(Outline labeling records)
* START *

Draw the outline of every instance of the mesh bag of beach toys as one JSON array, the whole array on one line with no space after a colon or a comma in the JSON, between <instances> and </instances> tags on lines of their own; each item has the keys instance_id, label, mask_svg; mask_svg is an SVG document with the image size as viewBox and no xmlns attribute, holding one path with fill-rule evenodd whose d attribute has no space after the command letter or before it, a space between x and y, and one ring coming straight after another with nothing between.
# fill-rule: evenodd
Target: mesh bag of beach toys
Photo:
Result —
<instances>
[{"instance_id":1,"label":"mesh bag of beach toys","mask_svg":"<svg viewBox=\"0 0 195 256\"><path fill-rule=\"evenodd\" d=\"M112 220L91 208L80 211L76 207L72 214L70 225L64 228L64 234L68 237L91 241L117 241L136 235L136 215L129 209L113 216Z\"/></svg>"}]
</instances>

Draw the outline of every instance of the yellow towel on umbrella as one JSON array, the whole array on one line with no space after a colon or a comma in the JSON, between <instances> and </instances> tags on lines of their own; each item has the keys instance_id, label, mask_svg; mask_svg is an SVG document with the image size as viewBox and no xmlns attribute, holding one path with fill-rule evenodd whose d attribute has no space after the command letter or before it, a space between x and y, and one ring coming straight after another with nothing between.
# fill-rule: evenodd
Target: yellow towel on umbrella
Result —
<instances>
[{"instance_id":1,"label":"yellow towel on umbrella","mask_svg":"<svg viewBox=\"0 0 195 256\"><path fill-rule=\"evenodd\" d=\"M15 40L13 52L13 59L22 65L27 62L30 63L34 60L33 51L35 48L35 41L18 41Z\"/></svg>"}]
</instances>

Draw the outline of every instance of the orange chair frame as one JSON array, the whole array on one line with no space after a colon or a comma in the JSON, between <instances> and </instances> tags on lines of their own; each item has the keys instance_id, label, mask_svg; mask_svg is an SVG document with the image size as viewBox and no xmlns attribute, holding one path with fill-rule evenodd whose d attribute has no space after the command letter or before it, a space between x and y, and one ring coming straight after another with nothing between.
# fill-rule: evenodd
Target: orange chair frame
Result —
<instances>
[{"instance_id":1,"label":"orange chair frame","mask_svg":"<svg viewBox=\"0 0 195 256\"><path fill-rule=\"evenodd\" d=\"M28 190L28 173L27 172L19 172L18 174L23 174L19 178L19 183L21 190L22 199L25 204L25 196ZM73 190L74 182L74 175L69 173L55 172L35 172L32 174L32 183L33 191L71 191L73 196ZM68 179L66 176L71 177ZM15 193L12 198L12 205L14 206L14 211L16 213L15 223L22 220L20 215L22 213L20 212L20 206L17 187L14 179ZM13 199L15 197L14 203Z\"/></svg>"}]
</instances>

* END *

What is expected: Copy out exactly the lines from the line with "Draw the outline of every instance of the yellow" to the end of the listing, including both of those lines, and give nothing else.

Correct output:
Draw the outline of every instance of the yellow towel on umbrella as one JSON array, the whole array on one line with no space after a colon or a comma in the JSON, between <instances> and </instances> tags on lines of their own; each item has the keys instance_id, label, mask_svg; mask_svg is an SVG document with the image size as viewBox and no xmlns attribute, holding one path with fill-rule evenodd whose d attribute has no space after the command letter or before it, a space between x and y, and one ring coming straight after another with nothing between.
# fill-rule: evenodd
Target: yellow towel on umbrella
Result —
<instances>
[{"instance_id":1,"label":"yellow towel on umbrella","mask_svg":"<svg viewBox=\"0 0 195 256\"><path fill-rule=\"evenodd\" d=\"M15 40L13 52L13 59L22 65L27 62L30 63L34 60L33 51L35 48L35 41L18 41Z\"/></svg>"}]
</instances>

Draw the outline of every instance of the orange chair frame as one JSON array, the whole array on one line with no space after a colon or a comma in the JSON, between <instances> and </instances> tags on lines of their own; each item has the keys instance_id, label, mask_svg; mask_svg is an SVG document with the image size as viewBox and no xmlns attribute, holding one path with fill-rule evenodd whose d attribute has no space after the command letter or before it, a space between x and y, and one ring coming straight after another with nothing between.
# fill-rule: evenodd
Target: orange chair frame
Result —
<instances>
[{"instance_id":1,"label":"orange chair frame","mask_svg":"<svg viewBox=\"0 0 195 256\"><path fill-rule=\"evenodd\" d=\"M28 190L28 173L27 172L19 172L18 174L23 174L19 178L19 183L21 190L22 199L25 204L25 196ZM73 190L74 182L74 175L69 173L55 172L35 172L32 174L32 183L33 191L71 191L73 196ZM68 179L66 176L71 177ZM15 193L12 198L12 205L14 206L14 211L16 213L15 223L22 220L20 215L22 213L20 212L20 206L17 187L14 179ZM13 199L15 197L14 203Z\"/></svg>"}]
</instances>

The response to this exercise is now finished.